Written exercise
How many of the lines below contain the string "star", with case counting? Reply with the number alone.

======== Input rows ========

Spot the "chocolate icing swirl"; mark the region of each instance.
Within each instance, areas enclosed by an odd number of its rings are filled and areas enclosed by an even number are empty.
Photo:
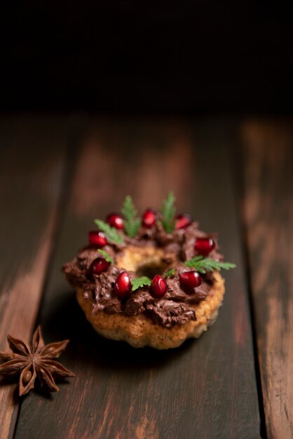
[[[143,313],[154,323],[170,327],[174,325],[182,325],[190,320],[196,320],[192,305],[204,300],[210,294],[214,281],[212,273],[202,275],[201,285],[192,290],[185,290],[179,283],[180,273],[190,270],[183,262],[196,255],[195,239],[210,237],[213,238],[216,246],[209,257],[222,260],[222,255],[217,252],[217,235],[207,235],[201,231],[196,222],[192,222],[186,229],[175,230],[172,234],[167,234],[160,224],[151,229],[141,227],[137,237],[129,238],[124,235],[123,244],[107,245],[104,248],[114,259],[130,245],[154,246],[163,249],[165,255],[164,260],[175,269],[175,274],[167,278],[168,289],[160,299],[151,295],[149,287],[137,290],[127,299],[118,299],[113,292],[113,287],[123,269],[111,265],[106,272],[99,276],[91,276],[90,264],[99,257],[97,249],[93,247],[81,249],[76,257],[65,264],[62,269],[74,287],[83,289],[84,297],[93,304],[93,313],[104,311],[109,314],[122,313],[127,316]],[[130,279],[136,277],[134,271],[128,272]]]

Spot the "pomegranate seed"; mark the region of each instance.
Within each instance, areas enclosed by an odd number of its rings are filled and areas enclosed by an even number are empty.
[[[106,271],[110,262],[107,262],[103,257],[97,257],[94,259],[90,267],[90,275],[93,277],[94,274],[100,274],[103,271]]]
[[[151,281],[151,295],[155,299],[161,299],[165,296],[167,290],[168,285],[165,279],[159,274],[156,274]]]
[[[181,213],[176,217],[175,229],[184,229],[191,224],[191,217],[189,213]]]
[[[152,209],[147,209],[142,216],[142,224],[144,227],[152,227],[156,224],[156,212]]]
[[[194,248],[198,253],[207,256],[216,246],[216,243],[212,238],[198,238],[194,244]]]
[[[107,245],[108,241],[102,231],[89,231],[88,243],[90,245],[95,245],[97,248],[102,248],[104,245]]]
[[[106,218],[106,222],[110,224],[111,227],[115,227],[116,229],[123,228],[123,219],[117,213],[109,213]]]
[[[191,271],[185,271],[179,276],[180,283],[184,287],[188,288],[194,288],[198,287],[201,283],[201,278],[198,271],[191,270]]]
[[[124,299],[130,295],[131,282],[127,271],[122,271],[116,278],[114,292],[119,299]]]

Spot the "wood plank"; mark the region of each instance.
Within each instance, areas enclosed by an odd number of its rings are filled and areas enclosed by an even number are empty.
[[[42,295],[55,233],[64,164],[61,118],[0,121],[0,349],[6,335],[28,341]],[[1,437],[12,438],[20,398],[0,386]]]
[[[243,217],[268,438],[293,437],[292,121],[241,127]]]
[[[233,127],[232,127],[233,128]],[[46,399],[22,405],[16,439],[257,438],[252,335],[233,184],[226,145],[233,130],[215,122],[93,121],[81,145],[71,196],[42,304],[47,339],[71,339],[63,359],[76,374]],[[131,194],[139,210],[172,189],[178,210],[218,230],[228,260],[224,305],[197,341],[158,351],[98,337],[60,273],[95,217]]]

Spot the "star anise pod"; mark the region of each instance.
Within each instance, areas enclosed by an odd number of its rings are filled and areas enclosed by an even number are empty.
[[[53,358],[57,358],[67,346],[69,340],[50,343],[45,346],[38,326],[31,344],[27,344],[11,335],[7,337],[12,353],[0,351],[0,374],[8,377],[20,376],[20,396],[28,393],[34,389],[36,378],[42,387],[49,392],[59,390],[55,379],[75,377],[70,370]]]

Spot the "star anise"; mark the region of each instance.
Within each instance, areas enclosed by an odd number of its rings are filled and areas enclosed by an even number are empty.
[[[55,361],[66,348],[69,340],[50,343],[45,346],[38,326],[31,344],[27,344],[11,335],[7,337],[12,353],[0,351],[0,374],[8,377],[20,376],[20,396],[25,395],[34,389],[36,378],[42,387],[49,392],[59,390],[55,379],[75,377],[74,374]]]

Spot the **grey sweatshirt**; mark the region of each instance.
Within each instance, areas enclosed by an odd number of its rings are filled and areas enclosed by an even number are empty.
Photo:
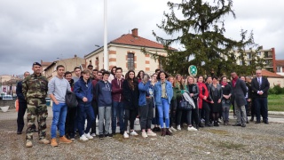
[[[65,95],[67,91],[71,91],[70,84],[64,77],[62,79],[54,76],[48,83],[48,94],[53,94],[59,103],[65,103]]]

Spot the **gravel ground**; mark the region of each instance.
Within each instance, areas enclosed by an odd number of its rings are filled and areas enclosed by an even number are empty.
[[[232,120],[233,123],[234,120]],[[48,124],[51,124],[51,117]],[[50,125],[48,136],[50,138]],[[246,128],[224,126],[183,129],[173,136],[143,139],[120,134],[86,142],[78,140],[57,148],[38,143],[25,147],[25,135],[17,135],[15,120],[0,121],[0,159],[284,159],[284,124],[248,124]]]

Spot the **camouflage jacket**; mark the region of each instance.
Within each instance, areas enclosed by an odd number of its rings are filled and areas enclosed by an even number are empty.
[[[25,99],[45,99],[48,90],[48,80],[42,74],[37,76],[32,74],[23,80],[23,94]]]

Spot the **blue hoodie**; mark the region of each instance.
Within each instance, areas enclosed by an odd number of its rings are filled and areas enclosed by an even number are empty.
[[[88,79],[87,83],[85,83],[85,81],[83,79],[83,76],[81,76],[80,79],[75,83],[74,92],[77,97],[79,106],[90,105],[91,103],[93,96],[92,92],[92,84],[90,79]],[[83,101],[83,97],[88,99],[87,102]]]
[[[142,82],[140,82],[138,84],[138,90],[139,90],[138,105],[139,105],[139,107],[143,107],[143,106],[146,105],[146,97],[149,96],[150,83],[151,83],[151,81],[148,81],[146,84],[143,84]]]
[[[98,107],[112,106],[112,84],[100,80],[95,86],[95,95]]]

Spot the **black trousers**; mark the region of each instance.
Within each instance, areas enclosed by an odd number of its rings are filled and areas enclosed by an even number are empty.
[[[128,126],[128,120],[130,122],[130,130],[134,129],[134,121],[136,119],[136,116],[138,116],[138,110],[137,109],[125,109],[125,115],[124,115],[124,131],[127,131]]]
[[[209,117],[210,117],[210,108],[209,108],[208,102],[205,100],[202,101],[202,109],[204,109],[205,124],[209,124]]]
[[[193,122],[196,124],[196,127],[199,125],[200,117],[199,117],[199,108],[197,105],[197,100],[194,100],[195,108],[192,110],[192,124],[193,124]]]
[[[77,108],[68,108],[65,122],[65,133],[72,135],[75,131],[75,121],[77,114]]]
[[[24,116],[27,109],[27,103],[19,102],[19,111],[17,118],[18,132],[22,132],[25,126]]]
[[[91,107],[92,107],[92,108],[93,108],[93,110],[94,110],[94,116],[95,116],[95,122],[91,124],[91,133],[92,134],[92,133],[96,133],[96,125],[97,125],[97,123],[96,123],[96,119],[97,119],[97,117],[99,118],[99,107],[98,107],[98,103],[95,101],[95,100],[92,100],[91,101]],[[104,128],[104,130],[105,130],[105,127],[103,127]]]
[[[173,124],[177,124],[177,99],[170,100],[170,127],[171,127]]]

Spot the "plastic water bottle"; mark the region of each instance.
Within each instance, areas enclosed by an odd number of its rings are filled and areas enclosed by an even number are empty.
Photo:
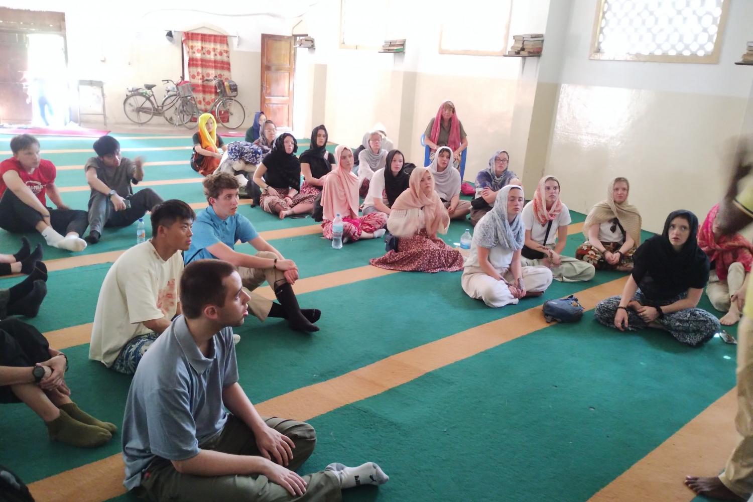
[[[144,227],[144,219],[139,218],[139,224],[136,225],[136,244],[146,242],[146,229]]]
[[[332,222],[332,248],[334,249],[341,249],[343,248],[343,218],[337,213]]]
[[[471,230],[465,229],[463,235],[460,236],[460,248],[471,249]]]

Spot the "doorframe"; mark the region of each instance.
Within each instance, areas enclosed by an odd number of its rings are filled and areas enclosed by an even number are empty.
[[[261,96],[259,96],[259,110],[264,111],[263,108],[264,108],[264,96],[266,96],[266,94],[264,93],[264,89],[266,87],[266,83],[265,83],[265,79],[264,78],[264,65],[264,65],[264,54],[265,54],[265,50],[264,50],[264,40],[265,39],[267,39],[267,40],[269,40],[269,39],[273,39],[273,39],[278,39],[278,40],[279,40],[279,39],[284,39],[284,38],[289,38],[290,39],[290,58],[291,58],[290,59],[290,60],[291,60],[291,63],[290,63],[290,68],[291,68],[290,75],[291,75],[291,78],[290,78],[290,80],[288,81],[288,95],[290,96],[290,98],[289,98],[290,99],[290,105],[288,107],[288,126],[287,126],[287,127],[288,129],[290,129],[292,130],[292,129],[293,129],[293,100],[294,100],[293,91],[294,91],[294,90],[295,88],[294,82],[295,82],[295,61],[296,61],[296,57],[295,57],[295,39],[294,39],[294,37],[293,35],[272,35],[272,34],[270,34],[270,33],[262,33],[261,34],[261,68],[260,68],[261,71],[260,71],[260,75],[259,75],[260,80],[261,81],[261,86],[260,87]]]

========

Task response
2